EXERCÍCIO: Indique cada linha dos dados em que aparece a palavra "center", levando em conta a distinção entre maiúsculas e minúsculas.

Dados de um conjunto de marcação de pontos
····················

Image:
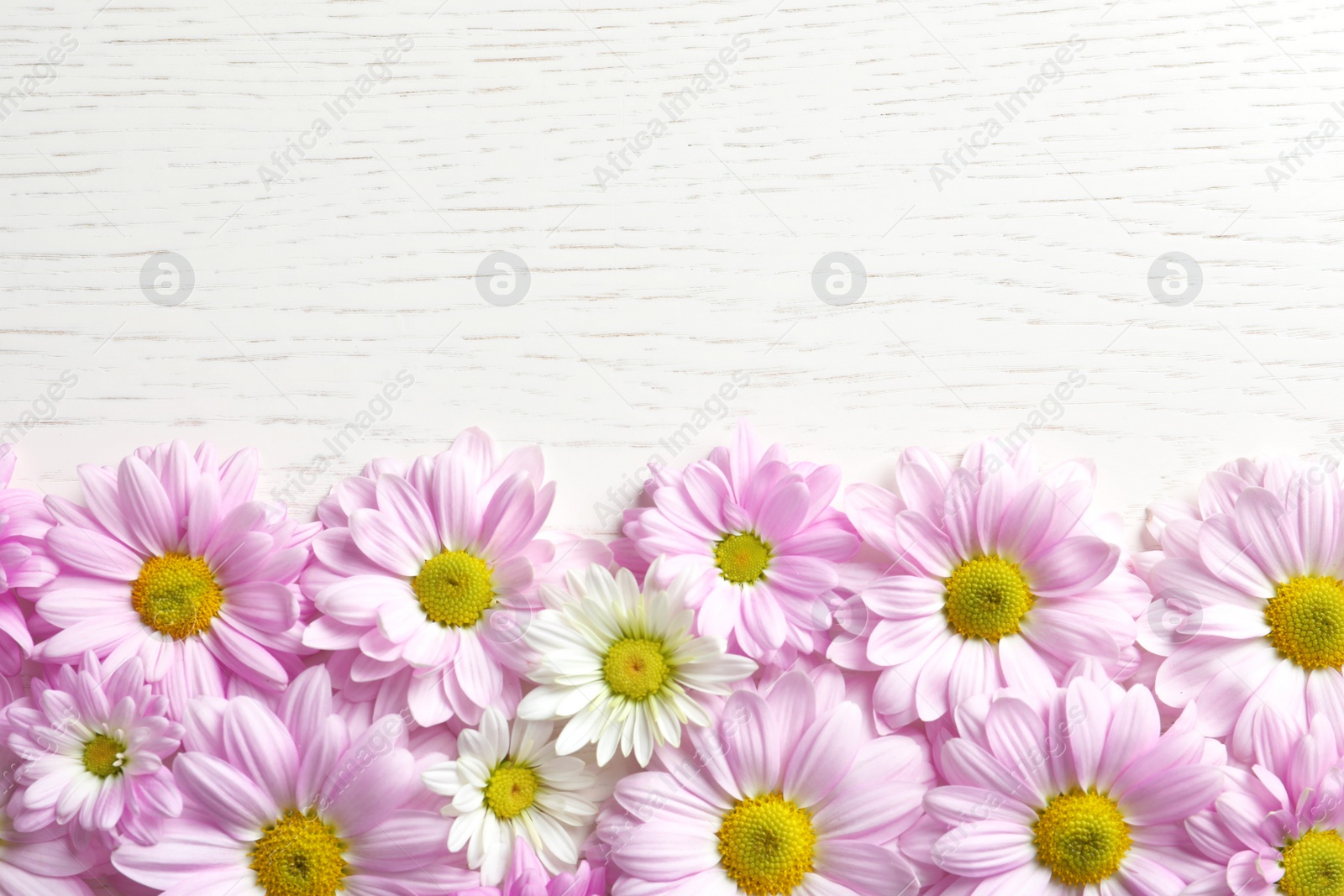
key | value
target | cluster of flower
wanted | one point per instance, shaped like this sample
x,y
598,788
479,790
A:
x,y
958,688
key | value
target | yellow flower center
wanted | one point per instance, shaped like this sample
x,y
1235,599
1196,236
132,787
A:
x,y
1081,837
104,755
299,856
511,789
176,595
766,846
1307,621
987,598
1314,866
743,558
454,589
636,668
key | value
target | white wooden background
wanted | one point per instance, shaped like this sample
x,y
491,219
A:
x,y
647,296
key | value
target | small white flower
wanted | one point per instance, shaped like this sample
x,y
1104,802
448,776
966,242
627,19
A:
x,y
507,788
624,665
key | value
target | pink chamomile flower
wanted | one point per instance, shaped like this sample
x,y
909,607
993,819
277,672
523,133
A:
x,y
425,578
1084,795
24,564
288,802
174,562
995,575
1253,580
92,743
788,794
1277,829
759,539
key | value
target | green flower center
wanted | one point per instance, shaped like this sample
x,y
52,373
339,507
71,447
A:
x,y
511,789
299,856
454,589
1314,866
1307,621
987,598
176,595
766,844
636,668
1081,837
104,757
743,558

····················

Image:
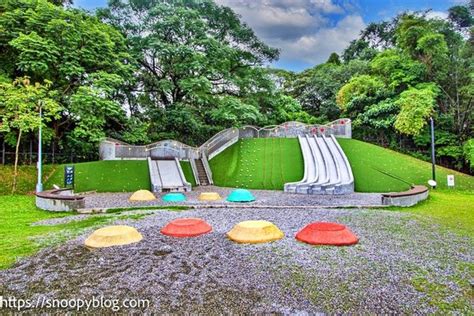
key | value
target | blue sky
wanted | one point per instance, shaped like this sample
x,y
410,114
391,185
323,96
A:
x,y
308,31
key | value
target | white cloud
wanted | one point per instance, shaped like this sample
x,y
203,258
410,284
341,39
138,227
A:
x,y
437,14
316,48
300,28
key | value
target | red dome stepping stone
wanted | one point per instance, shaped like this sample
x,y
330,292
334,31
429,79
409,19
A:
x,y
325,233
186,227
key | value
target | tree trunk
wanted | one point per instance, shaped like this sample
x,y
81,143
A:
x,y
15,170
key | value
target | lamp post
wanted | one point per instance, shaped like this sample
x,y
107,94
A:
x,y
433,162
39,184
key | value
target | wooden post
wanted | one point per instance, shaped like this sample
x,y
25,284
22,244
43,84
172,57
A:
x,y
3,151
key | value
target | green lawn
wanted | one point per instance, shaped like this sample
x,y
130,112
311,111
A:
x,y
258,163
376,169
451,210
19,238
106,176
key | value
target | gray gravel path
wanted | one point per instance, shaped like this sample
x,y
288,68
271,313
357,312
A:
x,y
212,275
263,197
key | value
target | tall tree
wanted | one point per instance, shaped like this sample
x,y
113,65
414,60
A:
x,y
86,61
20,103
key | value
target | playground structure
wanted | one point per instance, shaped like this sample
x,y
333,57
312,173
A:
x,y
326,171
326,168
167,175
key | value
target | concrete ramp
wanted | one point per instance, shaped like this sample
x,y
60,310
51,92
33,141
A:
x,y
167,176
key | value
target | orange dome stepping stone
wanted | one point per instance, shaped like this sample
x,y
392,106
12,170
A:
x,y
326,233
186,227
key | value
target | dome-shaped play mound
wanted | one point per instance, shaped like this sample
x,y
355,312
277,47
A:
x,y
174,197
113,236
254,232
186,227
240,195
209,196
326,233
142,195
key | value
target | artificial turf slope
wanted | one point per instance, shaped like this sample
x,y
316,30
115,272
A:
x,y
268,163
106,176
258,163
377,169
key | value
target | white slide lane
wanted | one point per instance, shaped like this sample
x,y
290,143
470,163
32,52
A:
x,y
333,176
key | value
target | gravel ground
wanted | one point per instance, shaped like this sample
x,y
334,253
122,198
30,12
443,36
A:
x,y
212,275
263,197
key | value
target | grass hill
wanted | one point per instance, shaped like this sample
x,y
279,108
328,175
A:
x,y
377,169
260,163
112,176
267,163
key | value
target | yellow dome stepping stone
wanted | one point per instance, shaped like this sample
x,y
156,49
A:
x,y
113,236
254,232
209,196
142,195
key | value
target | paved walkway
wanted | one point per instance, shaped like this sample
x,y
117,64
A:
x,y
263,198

····················

RESULTADO:
target | yellow flower center
target | green flower center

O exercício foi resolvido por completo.